> [Problème]:
Recopiez fidèlement la partie du texte sur le détenu tunisien qui va de « Après six jours » jusqu'à « prison de Mornaguia. » inclus.

Tunisie : Passivité de l’administration pénitentiaire face à l’état de santé déplorable d’un détenu

Le 19 décembre 2014, Alkarama a sollicité le Rapporteur spécial sur le droit de toute personne à jouir du meilleur état de santé physique et mentale possible concernant le cas de Mohammed Al Ferchichi, ouvrier de 36 ans arrêté et torturé par les autorités tunisiennes.

Le 28 octobre, M. Al Ferchichi a reçu un appel téléphonique de sa sœur lui annonçant l'arrestation de l'un de leurs frères en lui précisant que les services de sécurité affirmaient être disposés à le libérer si lui-même se rendait. Il s'est alors présenté deux jours plus tard dans les locaux de la police où des agents de la Brigade antiterroriste l'ont immédiatement arrêté, sans mandat de justice.

Accusé d'appartenir à une organisation incitant au terrorisme ainsi que de détenir des armes à feu − accusations fondées sur les seules déclaration d'un autre prévenu, qui s'était par la suite rétracté devant le juge en faisant état d'avoir été contraint à signer sous la torture – M. Al Ferchichi a été conduit au siège de l'Unité nationale d'enquête sur les crimes antiterroristes d'El Gorjani à Tunis.

Il témoigne avoir été battu à coup de pieds et de poings sur différentes parties du corps, avoir été électrocuté, brûlé et fouetté, et avoir subi des sévices sexuels, le tout dans le but de lui extraire des aveux.

Le 3 novembre, au cours de sa garde à vue et en raison de la gravité de son état, M. Al Ferchichi a été évacué d'urgence à l'hôpital Habib Thameur. Le médecin du service a relevé dans son rapport des traces de violence et de traumatisme sur tout le corps. En dépit de ce constat alarmant, la victime a été privée de soins et ramenée dans les locaux du centre de sécurité où elle a été à nouveau soumise à la torture.

Après six jours de détention au secret dans le centre de sécurité et épuisé par la torture, M. Al Ferchichi a finalement été forcé à signer un procès verbal sans être autorisé à le lire. Il a ensuite été présenté, sans la présence de son avocat, devant le juge d'instruction du tribunal de Tunis qui n'a pas manqué de constater son état déplorable mais qui a cependant refusé de tenir compte des affirmations relatives aux tortures subies et a ordonné son incarcération à la prison de Mornaguia.

Alertée par sa famille qui avait constaté la gravité de son état lors de la visite en prison, son avocate a sollicité qu'il bénéficie de soins urgents. Le 11 novembre 2014, M. Al Ferchichi a été présenté au médecin de la prison qui a fait le même constat que son confrère de l'hôpital Habib Thameur. Cependant, il n'a pu bénéficier de soins qu'après l'intervention de la Croix-Rouge internationale.

> [Données fournies]:
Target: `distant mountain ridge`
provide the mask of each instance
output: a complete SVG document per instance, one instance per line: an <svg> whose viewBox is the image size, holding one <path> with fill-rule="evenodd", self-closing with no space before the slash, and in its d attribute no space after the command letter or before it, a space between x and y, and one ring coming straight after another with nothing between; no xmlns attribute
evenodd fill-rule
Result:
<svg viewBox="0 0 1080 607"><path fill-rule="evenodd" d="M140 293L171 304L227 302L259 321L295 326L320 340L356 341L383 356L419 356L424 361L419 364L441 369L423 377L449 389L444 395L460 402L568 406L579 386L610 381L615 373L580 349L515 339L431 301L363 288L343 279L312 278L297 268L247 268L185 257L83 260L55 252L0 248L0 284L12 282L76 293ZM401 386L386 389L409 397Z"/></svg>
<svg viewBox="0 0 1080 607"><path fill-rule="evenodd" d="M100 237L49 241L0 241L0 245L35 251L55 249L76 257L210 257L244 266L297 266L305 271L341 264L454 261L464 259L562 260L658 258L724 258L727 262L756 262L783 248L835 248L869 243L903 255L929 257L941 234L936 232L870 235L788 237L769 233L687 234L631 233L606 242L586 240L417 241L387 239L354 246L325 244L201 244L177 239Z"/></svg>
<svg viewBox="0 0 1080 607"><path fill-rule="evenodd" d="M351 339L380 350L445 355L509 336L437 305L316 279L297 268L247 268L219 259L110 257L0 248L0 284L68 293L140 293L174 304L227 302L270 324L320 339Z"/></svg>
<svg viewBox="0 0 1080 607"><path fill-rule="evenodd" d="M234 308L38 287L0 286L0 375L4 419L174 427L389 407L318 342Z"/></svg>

> [Solution]:
Après six jours de détention au secret dans le centre de sécurité et épuisé par la torture, M. Al Ferchichi a finalement été forcé à signer un procès verbal sans être autorisé à le lire. Il a ensuite été présenté, sans la présence de son avocat, devant le juge d'instruction du tribunal de Tunis qui n'a pas manqué de constater son état déplorable mais qui a cependant refusé de tenir compte des affirmations relatives aux tortures subies et a ordonné son incarcération à la prison de Mornaguia.